REQUIRED TASK 1 =
In the rows below, present the stretch from the line containing "Would you mind tagging the dark" through the line containing "Target: dark background" as a numbered list, and leave out any blank lines.

QUOTED TEXT =
** start **

Corporate VPN network using WireGuard, connecting thousands of developers to 200+ AWS accounts (plus a handful of GCP accounts). Centralized logging in Splunk. Observed a ~2x increase in the background chatter "noise floor" - elevated network traffic volume concentrated on 25% of the VPN gateways.

Hypothesis

An adversary has established a slow, low-signal exfiltration channel buried in high-volume VPN traffic, and is deliberately inflating background noise to degrade signal-to-noise ratio in logging - making anomalous traffic indistinguishable from legitimate developer activity. Classic "hide in the noise" tradecraft.

Environment Profile

Attribute	Value
VPN Technology	WireGuard
Cloud Providers	AWS (primary, 200+ accounts), GCP (handful)
Centralized Logging	Splunk
Noise Distribution	Clustered on 25% of gateways (not uniform)
Active Hunting	Authorized (canaries, honey tokens, decoys)

** end **

RECORD EXTRACTS =
** start **

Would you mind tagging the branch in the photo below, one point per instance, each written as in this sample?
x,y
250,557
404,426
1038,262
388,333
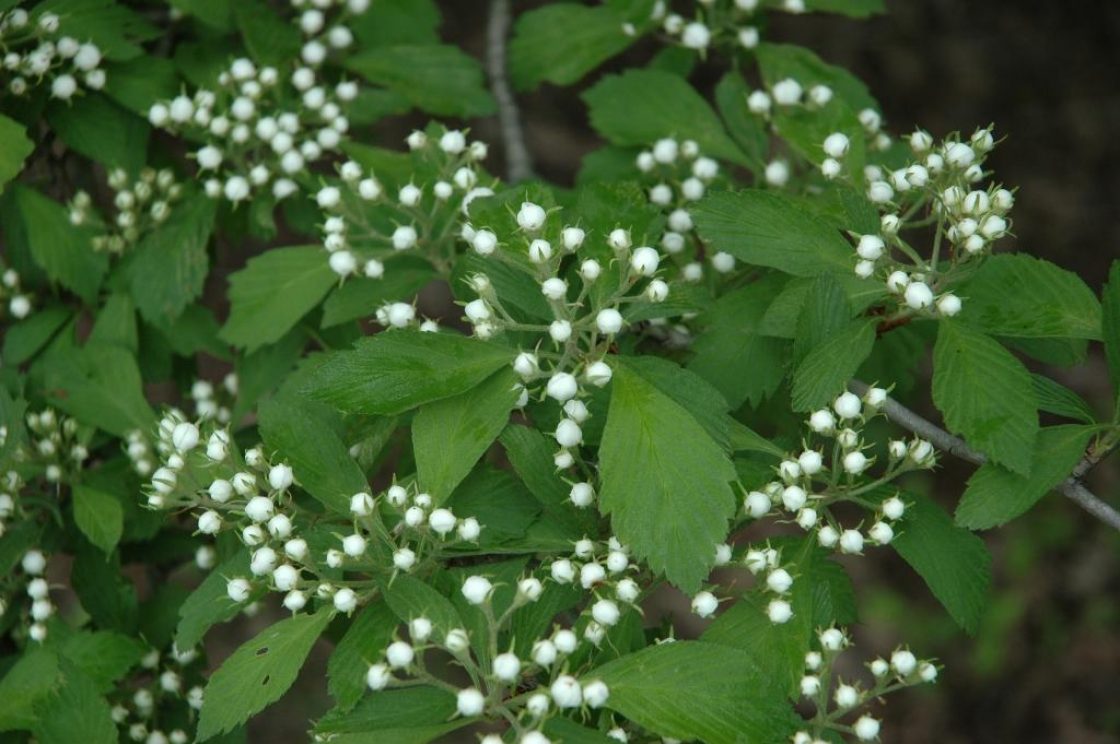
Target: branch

** end **
** start **

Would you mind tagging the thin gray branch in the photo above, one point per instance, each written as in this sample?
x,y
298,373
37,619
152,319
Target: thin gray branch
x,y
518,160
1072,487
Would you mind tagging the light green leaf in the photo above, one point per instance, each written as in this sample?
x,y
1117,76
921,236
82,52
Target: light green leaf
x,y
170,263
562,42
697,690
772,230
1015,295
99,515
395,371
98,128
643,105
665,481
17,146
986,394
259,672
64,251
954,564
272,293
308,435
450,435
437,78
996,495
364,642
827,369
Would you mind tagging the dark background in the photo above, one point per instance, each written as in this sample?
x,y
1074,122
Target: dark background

** end **
** start **

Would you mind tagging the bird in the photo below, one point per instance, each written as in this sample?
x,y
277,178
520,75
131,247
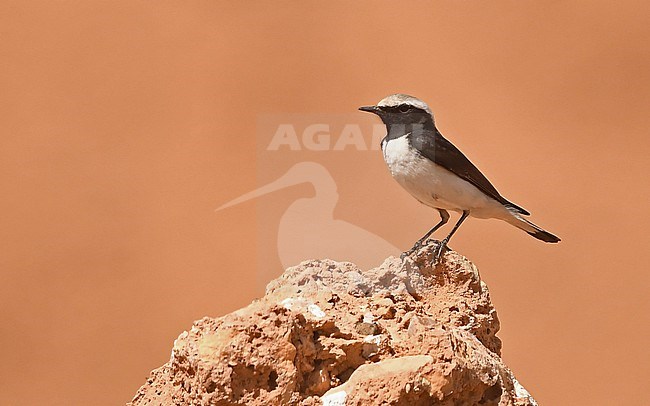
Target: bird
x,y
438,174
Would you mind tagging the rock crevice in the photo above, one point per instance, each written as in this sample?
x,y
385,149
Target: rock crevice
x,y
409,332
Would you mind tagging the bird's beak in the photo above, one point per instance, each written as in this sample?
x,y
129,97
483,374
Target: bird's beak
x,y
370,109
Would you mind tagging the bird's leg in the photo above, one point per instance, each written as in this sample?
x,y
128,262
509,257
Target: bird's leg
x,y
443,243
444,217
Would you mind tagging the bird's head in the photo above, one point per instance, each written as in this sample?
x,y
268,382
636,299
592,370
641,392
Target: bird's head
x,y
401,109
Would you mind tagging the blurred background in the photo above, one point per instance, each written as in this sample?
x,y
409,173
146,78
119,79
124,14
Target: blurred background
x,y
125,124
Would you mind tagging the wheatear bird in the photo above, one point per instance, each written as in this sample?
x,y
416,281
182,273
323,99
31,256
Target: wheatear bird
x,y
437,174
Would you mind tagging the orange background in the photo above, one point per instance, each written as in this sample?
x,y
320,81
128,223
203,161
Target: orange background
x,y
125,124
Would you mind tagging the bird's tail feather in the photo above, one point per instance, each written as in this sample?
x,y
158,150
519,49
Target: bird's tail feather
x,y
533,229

** end **

REQUIRED TASK 2 =
Reproduce the stretch of the VPN noise write-up above from "Environment Profile" through "gateways (not uniform)", word for word.

EXERCISE RESULT 1 =
1. Would you mind tagging the dark background in the photo above, one point per instance, each written as in this sample?
2. x,y
3. 1074,122
4. Target: dark background

EXERCISE RESULT 2 =
Environment Profile

Attribute	Value
VPN Technology	WireGuard
Cloud Providers	AWS (primary, 200+ accounts), GCP (handful)
Centralized Logging	Splunk
Noise Distribution	Clustered on 25% of gateways (not uniform)